PASSAGE SHOWN
═══

Ratajczak, too, received a number of questions. Canada Health Infoway,  as its website indicates, “collaborates with the provinces and territories to facilitate and invest in a network of electronic health record systems across Canada.” Its work combines some elements of what the Office of the National Coordinator for Health IT (ONC) does in the U.S., promoting the implementation of electronic health records (EHRs), as well as also serving as a data standards clearinghouse.

What was truly interesting was to compare the broad data privacy environments in the U.S. and Canada. As a single-payer system, Canadian healthcare has a completely different landscape around the collection, sharing, and privacy of data. On the one hand, the federal government there has a strong, broad, ongoing mandate to collect, share, and publicize a very broad range of healthcare data of all types, and it does so in a centralized, efficient way, through a small number of federal agencies that are empowered to act very broadly and comprehensively. In that regard, there really is no close equivalent to those agencies in the U.S., as the work they do is here diffused across a variety of agencies, and lacks the centralization of focus and concentrated power that CIHI and Canada Health Infoway enjoy.

═══

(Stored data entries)
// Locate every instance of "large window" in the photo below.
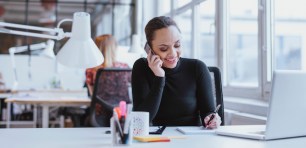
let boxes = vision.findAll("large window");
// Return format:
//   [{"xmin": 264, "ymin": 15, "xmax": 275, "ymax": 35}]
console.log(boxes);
[
  {"xmin": 175, "ymin": 10, "xmax": 192, "ymax": 57},
  {"xmin": 273, "ymin": 0, "xmax": 306, "ymax": 70},
  {"xmin": 144, "ymin": 0, "xmax": 306, "ymax": 98},
  {"xmin": 195, "ymin": 0, "xmax": 217, "ymax": 66},
  {"xmin": 226, "ymin": 0, "xmax": 258, "ymax": 87}
]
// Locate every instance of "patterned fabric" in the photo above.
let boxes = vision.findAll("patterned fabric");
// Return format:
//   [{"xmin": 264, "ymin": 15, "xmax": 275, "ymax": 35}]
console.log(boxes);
[
  {"xmin": 85, "ymin": 62, "xmax": 129, "ymax": 86},
  {"xmin": 86, "ymin": 62, "xmax": 131, "ymax": 126},
  {"xmin": 94, "ymin": 71, "xmax": 131, "ymax": 119}
]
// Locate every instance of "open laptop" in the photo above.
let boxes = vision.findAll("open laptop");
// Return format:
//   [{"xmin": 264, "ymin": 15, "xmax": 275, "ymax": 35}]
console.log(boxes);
[{"xmin": 216, "ymin": 71, "xmax": 306, "ymax": 140}]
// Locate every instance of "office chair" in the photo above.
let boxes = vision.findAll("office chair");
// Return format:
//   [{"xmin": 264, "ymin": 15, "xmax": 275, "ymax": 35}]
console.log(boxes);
[
  {"xmin": 90, "ymin": 68, "xmax": 132, "ymax": 127},
  {"xmin": 208, "ymin": 67, "xmax": 225, "ymax": 125}
]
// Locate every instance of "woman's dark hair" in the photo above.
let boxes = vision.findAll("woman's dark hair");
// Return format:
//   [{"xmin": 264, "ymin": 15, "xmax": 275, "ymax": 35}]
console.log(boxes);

═══

SET OF TASKS
(A) According to the passage on Canadian and U.S. health data, what does Canada Health Infoway collaborate with the provinces and territories to do?
(B) Write the next part of the passage on Canadian and U.S. health data, starting after its last sentence.

PER-TASK ANSWERS
(A) It collaborates with them to facilitate and invest in a network of electronic health record systems across Canada.

(B)
Not surprisingly, the data privacy landscapes of the two nations are very different. Canada has a small number of centralized, empowered agencies working with data; in the United States, we have HIPAA- and meaningful use-based data privacy regimens that govern data sharing and management policies and processes.

What particularly distinguishes Canada in all this is that CIHI and Canada Health Infoway can act very quickly and decisively, and with clarity, in ways that are simply not available to their semi-equivalent agencies in the U.S. And that speaks to the centralization of effort and focus in Canada more broadly in both healthcare policy and non-healthcare policy areas, in comparison to the U.S.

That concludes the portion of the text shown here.